The problem >>
How many lines of the data below contain the string "trousers"? Reply with the number alone.

Begin Given records

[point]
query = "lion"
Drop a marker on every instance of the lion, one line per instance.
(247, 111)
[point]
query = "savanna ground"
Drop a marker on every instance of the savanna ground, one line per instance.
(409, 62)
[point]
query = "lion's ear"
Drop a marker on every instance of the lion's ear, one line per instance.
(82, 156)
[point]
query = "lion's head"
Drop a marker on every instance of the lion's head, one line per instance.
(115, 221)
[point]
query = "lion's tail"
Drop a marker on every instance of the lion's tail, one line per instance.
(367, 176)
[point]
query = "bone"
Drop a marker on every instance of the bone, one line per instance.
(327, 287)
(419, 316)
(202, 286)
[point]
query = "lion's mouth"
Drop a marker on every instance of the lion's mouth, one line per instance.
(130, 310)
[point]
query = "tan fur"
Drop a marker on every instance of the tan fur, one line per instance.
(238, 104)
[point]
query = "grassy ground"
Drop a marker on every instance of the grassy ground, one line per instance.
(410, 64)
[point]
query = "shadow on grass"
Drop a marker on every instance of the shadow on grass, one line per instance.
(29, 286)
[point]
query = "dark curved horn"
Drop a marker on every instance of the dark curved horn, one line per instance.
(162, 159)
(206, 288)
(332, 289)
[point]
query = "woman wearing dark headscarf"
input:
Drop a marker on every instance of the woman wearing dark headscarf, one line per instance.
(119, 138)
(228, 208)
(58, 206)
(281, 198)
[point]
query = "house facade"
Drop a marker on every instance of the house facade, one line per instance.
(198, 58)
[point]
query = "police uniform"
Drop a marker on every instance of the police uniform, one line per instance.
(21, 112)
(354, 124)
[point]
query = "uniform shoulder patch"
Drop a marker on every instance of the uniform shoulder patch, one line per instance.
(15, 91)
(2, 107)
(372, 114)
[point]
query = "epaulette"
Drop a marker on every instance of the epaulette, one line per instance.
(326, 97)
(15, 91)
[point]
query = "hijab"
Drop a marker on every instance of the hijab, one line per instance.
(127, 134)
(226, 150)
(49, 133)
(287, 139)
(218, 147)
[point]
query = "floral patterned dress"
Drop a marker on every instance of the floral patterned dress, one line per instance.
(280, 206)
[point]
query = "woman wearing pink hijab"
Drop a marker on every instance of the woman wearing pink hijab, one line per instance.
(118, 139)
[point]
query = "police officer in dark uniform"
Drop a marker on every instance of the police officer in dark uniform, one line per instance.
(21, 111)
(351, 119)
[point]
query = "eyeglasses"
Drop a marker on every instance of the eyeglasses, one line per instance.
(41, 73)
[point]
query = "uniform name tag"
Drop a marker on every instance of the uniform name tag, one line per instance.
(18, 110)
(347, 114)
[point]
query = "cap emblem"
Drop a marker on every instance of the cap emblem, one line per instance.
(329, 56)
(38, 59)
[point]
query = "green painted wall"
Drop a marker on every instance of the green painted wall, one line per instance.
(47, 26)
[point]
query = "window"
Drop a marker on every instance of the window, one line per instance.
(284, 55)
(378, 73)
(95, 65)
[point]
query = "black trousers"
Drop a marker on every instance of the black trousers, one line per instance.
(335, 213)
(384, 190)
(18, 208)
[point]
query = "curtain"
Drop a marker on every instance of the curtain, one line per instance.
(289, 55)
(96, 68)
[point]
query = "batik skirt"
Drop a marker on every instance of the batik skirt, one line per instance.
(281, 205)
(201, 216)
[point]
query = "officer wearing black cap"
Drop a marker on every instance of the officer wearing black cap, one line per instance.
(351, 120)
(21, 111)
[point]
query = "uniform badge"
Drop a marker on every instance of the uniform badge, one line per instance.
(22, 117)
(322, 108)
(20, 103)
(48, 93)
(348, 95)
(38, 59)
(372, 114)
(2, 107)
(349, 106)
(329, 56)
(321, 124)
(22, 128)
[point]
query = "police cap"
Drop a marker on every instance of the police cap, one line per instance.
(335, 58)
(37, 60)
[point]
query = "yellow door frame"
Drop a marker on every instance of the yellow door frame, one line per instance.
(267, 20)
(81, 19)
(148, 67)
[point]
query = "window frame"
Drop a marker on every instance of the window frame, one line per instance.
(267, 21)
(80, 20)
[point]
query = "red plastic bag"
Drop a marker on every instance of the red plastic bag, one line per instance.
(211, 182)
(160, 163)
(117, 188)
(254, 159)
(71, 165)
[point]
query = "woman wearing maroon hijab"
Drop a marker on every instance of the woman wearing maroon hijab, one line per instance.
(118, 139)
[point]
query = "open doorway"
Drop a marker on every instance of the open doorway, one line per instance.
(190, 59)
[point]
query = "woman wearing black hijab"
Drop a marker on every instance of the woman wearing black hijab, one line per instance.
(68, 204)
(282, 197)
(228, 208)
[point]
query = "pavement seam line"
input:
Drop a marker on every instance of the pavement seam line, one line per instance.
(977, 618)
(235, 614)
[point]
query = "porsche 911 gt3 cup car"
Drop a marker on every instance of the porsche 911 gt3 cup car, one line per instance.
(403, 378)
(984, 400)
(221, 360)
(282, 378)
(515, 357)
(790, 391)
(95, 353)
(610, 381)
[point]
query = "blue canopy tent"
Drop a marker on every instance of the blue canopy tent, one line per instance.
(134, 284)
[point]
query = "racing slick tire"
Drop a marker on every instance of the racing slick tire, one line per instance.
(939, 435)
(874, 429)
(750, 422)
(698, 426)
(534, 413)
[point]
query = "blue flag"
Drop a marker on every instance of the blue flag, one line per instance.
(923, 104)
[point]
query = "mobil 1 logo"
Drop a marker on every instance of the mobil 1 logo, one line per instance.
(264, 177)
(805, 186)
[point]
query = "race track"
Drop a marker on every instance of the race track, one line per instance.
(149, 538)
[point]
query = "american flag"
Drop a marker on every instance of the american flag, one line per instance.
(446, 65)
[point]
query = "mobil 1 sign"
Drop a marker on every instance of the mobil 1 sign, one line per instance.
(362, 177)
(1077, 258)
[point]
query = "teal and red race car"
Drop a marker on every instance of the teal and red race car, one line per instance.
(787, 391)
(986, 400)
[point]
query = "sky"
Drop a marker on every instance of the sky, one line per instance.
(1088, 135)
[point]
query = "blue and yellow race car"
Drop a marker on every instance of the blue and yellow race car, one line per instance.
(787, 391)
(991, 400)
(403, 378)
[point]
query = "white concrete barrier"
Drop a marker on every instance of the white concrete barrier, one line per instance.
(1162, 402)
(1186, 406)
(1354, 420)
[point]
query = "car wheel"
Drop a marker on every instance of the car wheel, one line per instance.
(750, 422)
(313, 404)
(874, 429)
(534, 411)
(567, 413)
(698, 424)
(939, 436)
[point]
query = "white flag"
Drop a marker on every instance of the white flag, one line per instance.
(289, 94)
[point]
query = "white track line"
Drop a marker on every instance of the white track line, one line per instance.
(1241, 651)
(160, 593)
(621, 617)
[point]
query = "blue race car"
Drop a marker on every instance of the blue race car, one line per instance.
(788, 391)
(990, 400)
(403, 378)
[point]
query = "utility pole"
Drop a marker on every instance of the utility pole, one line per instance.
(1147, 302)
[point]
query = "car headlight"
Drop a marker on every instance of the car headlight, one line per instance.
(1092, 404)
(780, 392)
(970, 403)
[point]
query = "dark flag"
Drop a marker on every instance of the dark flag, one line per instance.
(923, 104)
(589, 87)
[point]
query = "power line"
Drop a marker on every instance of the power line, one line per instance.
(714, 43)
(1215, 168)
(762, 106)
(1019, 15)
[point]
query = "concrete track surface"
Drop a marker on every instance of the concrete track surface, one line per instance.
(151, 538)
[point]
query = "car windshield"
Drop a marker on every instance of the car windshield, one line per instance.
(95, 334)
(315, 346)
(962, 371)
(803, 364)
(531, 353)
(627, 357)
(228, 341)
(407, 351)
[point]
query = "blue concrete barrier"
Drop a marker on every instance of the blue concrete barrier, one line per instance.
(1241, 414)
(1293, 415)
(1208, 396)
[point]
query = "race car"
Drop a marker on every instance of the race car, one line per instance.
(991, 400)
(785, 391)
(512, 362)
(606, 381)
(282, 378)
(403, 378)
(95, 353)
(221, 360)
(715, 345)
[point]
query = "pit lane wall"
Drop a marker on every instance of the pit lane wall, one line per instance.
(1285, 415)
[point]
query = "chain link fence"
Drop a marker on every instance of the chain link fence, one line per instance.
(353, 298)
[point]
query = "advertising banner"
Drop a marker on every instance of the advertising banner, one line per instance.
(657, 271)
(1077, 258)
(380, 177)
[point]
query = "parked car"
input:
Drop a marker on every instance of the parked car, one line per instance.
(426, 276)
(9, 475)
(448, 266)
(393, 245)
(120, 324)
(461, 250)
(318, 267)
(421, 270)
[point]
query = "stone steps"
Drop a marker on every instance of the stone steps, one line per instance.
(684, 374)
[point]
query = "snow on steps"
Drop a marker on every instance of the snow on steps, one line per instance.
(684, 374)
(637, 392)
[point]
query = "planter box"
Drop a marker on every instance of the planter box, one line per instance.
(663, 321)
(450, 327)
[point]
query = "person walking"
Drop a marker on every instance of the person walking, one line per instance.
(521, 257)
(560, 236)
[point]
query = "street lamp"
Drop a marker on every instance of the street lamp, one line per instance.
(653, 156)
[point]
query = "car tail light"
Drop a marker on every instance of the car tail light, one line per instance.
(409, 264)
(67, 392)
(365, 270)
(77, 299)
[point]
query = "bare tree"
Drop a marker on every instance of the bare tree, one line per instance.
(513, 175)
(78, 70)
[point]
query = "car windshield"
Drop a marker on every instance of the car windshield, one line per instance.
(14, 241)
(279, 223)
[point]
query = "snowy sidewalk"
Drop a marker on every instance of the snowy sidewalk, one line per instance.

End Given records

Task answer >>
2